Natural-language object grounding data
[Start of Attachment]

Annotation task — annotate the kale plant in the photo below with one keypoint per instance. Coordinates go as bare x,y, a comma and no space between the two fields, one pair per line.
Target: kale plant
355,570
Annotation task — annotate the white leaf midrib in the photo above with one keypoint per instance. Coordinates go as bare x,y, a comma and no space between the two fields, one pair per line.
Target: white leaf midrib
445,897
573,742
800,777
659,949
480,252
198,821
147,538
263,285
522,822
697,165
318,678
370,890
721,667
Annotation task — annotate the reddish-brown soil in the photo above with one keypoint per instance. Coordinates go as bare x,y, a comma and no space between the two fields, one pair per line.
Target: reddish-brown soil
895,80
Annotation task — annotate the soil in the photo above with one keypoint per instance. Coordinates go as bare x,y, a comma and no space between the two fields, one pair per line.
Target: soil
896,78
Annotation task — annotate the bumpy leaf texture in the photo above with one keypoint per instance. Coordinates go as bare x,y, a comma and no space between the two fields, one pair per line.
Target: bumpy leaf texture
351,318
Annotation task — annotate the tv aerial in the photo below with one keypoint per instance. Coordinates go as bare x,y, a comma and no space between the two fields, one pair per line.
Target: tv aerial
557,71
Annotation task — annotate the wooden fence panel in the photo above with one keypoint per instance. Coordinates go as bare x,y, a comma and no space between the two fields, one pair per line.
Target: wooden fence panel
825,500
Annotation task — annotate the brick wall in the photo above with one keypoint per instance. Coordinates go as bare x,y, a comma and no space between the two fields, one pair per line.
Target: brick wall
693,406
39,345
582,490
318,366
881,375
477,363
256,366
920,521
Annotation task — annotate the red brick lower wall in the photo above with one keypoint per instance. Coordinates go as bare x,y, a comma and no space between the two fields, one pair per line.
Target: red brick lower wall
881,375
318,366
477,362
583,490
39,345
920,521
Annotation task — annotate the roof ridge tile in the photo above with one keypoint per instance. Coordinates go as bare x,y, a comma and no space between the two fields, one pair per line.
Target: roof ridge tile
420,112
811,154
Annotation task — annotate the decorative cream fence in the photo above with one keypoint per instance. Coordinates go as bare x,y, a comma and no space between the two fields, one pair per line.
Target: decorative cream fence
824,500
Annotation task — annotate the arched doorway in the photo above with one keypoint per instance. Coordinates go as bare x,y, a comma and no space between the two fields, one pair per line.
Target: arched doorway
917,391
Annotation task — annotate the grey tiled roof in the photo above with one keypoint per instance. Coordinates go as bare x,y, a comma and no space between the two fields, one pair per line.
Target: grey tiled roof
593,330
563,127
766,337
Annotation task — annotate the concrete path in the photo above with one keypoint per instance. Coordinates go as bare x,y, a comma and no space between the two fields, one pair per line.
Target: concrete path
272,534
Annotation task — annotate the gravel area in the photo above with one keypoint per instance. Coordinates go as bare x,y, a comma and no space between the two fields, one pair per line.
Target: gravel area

[End of Attachment]

Transcribe the records above exactly.

Annotation task — annotate the kale plant in the photo below with one keypoint per instance. Coordinates go as bare x,y, a comma and no space between the two fields, one pair per line.
Target: kale plant
355,570
Annotation task — annotate the white leaf midrib in the photo above with one keypoint per instance. Coordinates go as bare x,y, a comma and no space between the two fields, one pair per line.
Target: white leaf midrib
445,897
573,742
800,777
659,949
480,252
198,821
147,538
263,285
522,822
697,165
318,678
370,890
721,667
Annotation task — annotate the reddish-brown soil in the photo above with one keypoint per instance. Coordinates go as bare x,y, a comma and no space between the two fields, one pair per line.
Target: reddish-brown soil
895,80
Annotation task — annotate the soil in the photo above with one keypoint per instance. Coordinates go as bare x,y, a comma and no space between the two fields, one pair per line.
Target: soil
896,78
Annotation task — annotate the bumpy leaf texture in the photo above with one keypoint per instance. Coordinates go as bare x,y, a comma and no space between the two fields, one pair per line.
Target: bumpy leaf texture
351,318
Annotation task — annotate the tv aerial in the photo below with one keypoint per instance. Coordinates go as bare x,y, a comma and no space between the two fields, one pair per line.
Target: tv aerial
557,71
Annotation task — annotate the wooden fence panel in the photo above with one keypoint per instance. Coordinates go as bare x,y, a comma and no space between the two fields, one pair per line.
Target: wooden fence panel
825,500
Annotation task — annotate the brick wall in the photo above with one keypoint per instance. Coordinates go as bare x,y, a comma and no space between the two fields, one pair per line.
Target: brick wall
693,406
39,345
582,490
318,366
881,375
477,363
256,366
920,521
Annotation task — annotate the red brick lower wall in the photo above with one keypoint per instance. Coordinates go as bare x,y, a comma and no space between the two fields, one pair per line.
Target: red brick lower wall
881,375
318,366
477,362
583,490
39,345
920,521
Annotation task — annotate the roof ridge tile in the photo above with one keypoint per instance. Coordinates go as bare x,y, a comma and no space between the two fields, one pair per line.
Target: roof ridge tile
420,112
811,154
Annotation task — annotate the decorative cream fence in the photo above with one keypoint per instance. Coordinates go as bare x,y, a comma and no space between the two fields, one pair per line.
Target: decorative cream fence
824,500
Annotation task — annotate the arched doorway in the photo above with one keypoint per instance. Coordinates go as bare x,y, a comma and no space between the two fields, one pair per line.
Target: arched doorway
917,391
Annotation task — annotate the grey tiled roof in the photo above with one keypoint per instance. Coordinates go as bare x,y, a comma and no space between the two fields, one pair per line.
Target: grey tiled roof
593,330
563,127
766,337
Annotation task — annotate the concrete path in the photo above with one keypoint per instance. Coordinates go as bare x,y, a comma and no space between the two fields, one pair per line.
Target: concrete path
272,534
Annotation task — annotate the gravel area in the photo above with one keypoint per instance. Coordinates go as bare x,y, a comma and no space between the two fields, one pair per line.
Target: gravel area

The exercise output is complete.